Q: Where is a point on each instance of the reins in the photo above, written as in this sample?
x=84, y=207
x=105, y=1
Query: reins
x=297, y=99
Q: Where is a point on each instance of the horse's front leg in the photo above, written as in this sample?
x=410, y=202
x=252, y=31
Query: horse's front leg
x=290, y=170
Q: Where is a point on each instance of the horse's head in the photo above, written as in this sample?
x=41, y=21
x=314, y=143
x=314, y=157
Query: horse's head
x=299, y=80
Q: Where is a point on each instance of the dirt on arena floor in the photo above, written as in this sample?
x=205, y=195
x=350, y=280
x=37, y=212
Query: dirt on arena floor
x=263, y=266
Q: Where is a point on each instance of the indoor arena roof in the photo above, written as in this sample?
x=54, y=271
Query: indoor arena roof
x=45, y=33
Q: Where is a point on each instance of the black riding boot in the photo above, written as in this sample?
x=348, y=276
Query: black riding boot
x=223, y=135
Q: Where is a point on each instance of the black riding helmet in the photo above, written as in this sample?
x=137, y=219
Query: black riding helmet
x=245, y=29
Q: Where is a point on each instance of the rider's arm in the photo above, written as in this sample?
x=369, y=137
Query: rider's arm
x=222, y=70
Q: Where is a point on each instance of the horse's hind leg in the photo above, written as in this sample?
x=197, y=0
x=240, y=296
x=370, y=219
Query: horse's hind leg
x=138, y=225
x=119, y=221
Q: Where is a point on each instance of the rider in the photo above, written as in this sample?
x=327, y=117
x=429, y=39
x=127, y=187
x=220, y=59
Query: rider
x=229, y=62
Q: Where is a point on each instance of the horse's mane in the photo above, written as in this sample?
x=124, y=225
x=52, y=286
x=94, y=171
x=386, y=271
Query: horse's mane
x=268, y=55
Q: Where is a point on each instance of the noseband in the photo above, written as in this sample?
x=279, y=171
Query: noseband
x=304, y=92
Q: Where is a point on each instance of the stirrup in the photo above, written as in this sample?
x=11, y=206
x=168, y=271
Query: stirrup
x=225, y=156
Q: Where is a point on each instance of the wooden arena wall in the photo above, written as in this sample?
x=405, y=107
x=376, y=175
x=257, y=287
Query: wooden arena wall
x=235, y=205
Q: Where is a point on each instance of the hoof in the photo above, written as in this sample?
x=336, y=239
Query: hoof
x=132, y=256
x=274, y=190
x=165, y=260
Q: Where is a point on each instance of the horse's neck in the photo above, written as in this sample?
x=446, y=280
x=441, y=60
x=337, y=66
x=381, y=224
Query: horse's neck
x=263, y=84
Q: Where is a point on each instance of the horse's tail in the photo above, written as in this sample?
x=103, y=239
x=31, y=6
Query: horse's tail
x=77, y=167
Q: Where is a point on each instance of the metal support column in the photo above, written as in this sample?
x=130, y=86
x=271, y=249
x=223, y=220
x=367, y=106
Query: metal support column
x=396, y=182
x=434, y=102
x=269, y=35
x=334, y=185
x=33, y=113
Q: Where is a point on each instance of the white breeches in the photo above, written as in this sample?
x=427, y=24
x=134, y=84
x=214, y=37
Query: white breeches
──────
Requirements. Put everything above into a Markdown table with two columns, No. and Text. Number each non-blank line in order, place its wording beside the number, and leave out blank lines.

Written answer.
| No. | Text |
|---|---|
| 1 | Q: Where is a point on each instance of the reins in the photo above, written as in this sample? |
| 2 | x=84, y=207 |
| 3 | x=105, y=1 |
| 4 | Query: reins |
| 5 | x=297, y=99 |
| 6 | Q: Where is a point on each instance of the horse's front leg in the photo above, written as in this sample? |
| 7 | x=410, y=202 |
| 8 | x=252, y=31 |
| 9 | Query: horse's front leg |
| 10 | x=290, y=170 |
| 11 | Q: Where is a point on each instance of the horse's head in the photo above, written as in this sample? |
| 12 | x=41, y=21 |
| 13 | x=314, y=143 |
| 14 | x=314, y=157 |
| 15 | Query: horse's head |
| 16 | x=299, y=80 |
| 17 | Q: Where is a point on each instance of the dirt on arena floor in the photo above, written as in this sample? |
| 18 | x=205, y=195 |
| 19 | x=350, y=280 |
| 20 | x=37, y=212 |
| 21 | Query: dirt on arena floor |
| 22 | x=263, y=266 |
| 23 | Q: Where is a point on each instance of the indoor arena roof in the photo above, written as in this sample? |
| 24 | x=54, y=271 |
| 25 | Query: indoor arena roof |
| 26 | x=45, y=33 |
| 27 | Q: Where is a point on each instance of the black riding boot in the photo above, written as in this sample? |
| 28 | x=348, y=276 |
| 29 | Query: black riding boot |
| 30 | x=223, y=135 |
| 31 | Q: Where is a point on each instance of the black riding helmet in the photo above, written as in this sample? |
| 32 | x=137, y=219 |
| 33 | Query: black riding helmet |
| 34 | x=245, y=29 |
| 35 | Q: Where is a point on each instance of the rider's arm in the photo above, written as in this sample? |
| 36 | x=369, y=137 |
| 37 | Query: rider's arm |
| 38 | x=222, y=70 |
| 39 | Q: Where is a point on each instance of the horse's hind leg in the photo above, written as in this sample? |
| 40 | x=197, y=0 |
| 41 | x=240, y=296 |
| 42 | x=370, y=219 |
| 43 | Query: horse's hind leg |
| 44 | x=138, y=225 |
| 45 | x=119, y=221 |
| 46 | Q: Where is a point on each instance of the rider in the photo above, written as in this sample? |
| 47 | x=327, y=117 |
| 48 | x=429, y=39 |
| 49 | x=127, y=187 |
| 50 | x=220, y=59 |
| 51 | Query: rider |
| 52 | x=229, y=62 |
| 53 | Q: Where is a point on each instance of the horse's mane in the photo above, written as in this sample? |
| 54 | x=124, y=225 |
| 55 | x=52, y=286 |
| 56 | x=94, y=171 |
| 57 | x=386, y=271 |
| 58 | Query: horse's mane |
| 59 | x=268, y=55 |
| 60 | Q: Where is a point on each instance of the noseband in the photo above, written as in this sample? |
| 61 | x=279, y=171 |
| 62 | Query: noseband |
| 63 | x=304, y=92 |
| 64 | Q: Where is a point on each instance of the stirrup in the photo above, written as in this sample? |
| 65 | x=11, y=206 |
| 66 | x=168, y=271 |
| 67 | Query: stirrup |
| 68 | x=225, y=156 |
| 69 | Q: Where is a point on each instance of the wooden arena wall in the photo above, written as in this sample? |
| 70 | x=405, y=107 |
| 71 | x=376, y=175 |
| 72 | x=257, y=287 |
| 73 | Query: wooden arena wall |
| 74 | x=235, y=205 |
| 75 | Q: Where is a point on each instance of the hoof in the photo above, written as in this sample? |
| 76 | x=336, y=239 |
| 77 | Query: hoof |
| 78 | x=132, y=256 |
| 79 | x=274, y=190 |
| 80 | x=165, y=260 |
| 81 | Q: Where is a point on each instance of the horse's neck in the photo above, written as in this sample? |
| 82 | x=446, y=280 |
| 83 | x=441, y=60 |
| 84 | x=337, y=66 |
| 85 | x=381, y=224 |
| 86 | Query: horse's neck |
| 87 | x=263, y=84 |
| 88 | Q: Where is a point on each instance of the horse's tail in the photo above, written as in this sample? |
| 89 | x=103, y=239 |
| 90 | x=31, y=6 |
| 91 | Query: horse's tail |
| 92 | x=77, y=167 |
| 93 | Q: Where is a point on each instance of the metal support column in the photo above, written as in this sample? |
| 94 | x=130, y=86 |
| 95 | x=271, y=249 |
| 96 | x=223, y=220 |
| 97 | x=367, y=106 |
| 98 | Query: metal support column |
| 99 | x=396, y=182 |
| 100 | x=434, y=102 |
| 101 | x=269, y=35 |
| 102 | x=334, y=185 |
| 103 | x=33, y=113 |
| 104 | Q: Where is a point on each instance of the white breeches in the photo above, written as in this sample? |
| 105 | x=427, y=24 |
| 106 | x=134, y=84 |
| 107 | x=214, y=37 |
| 108 | Query: white breeches |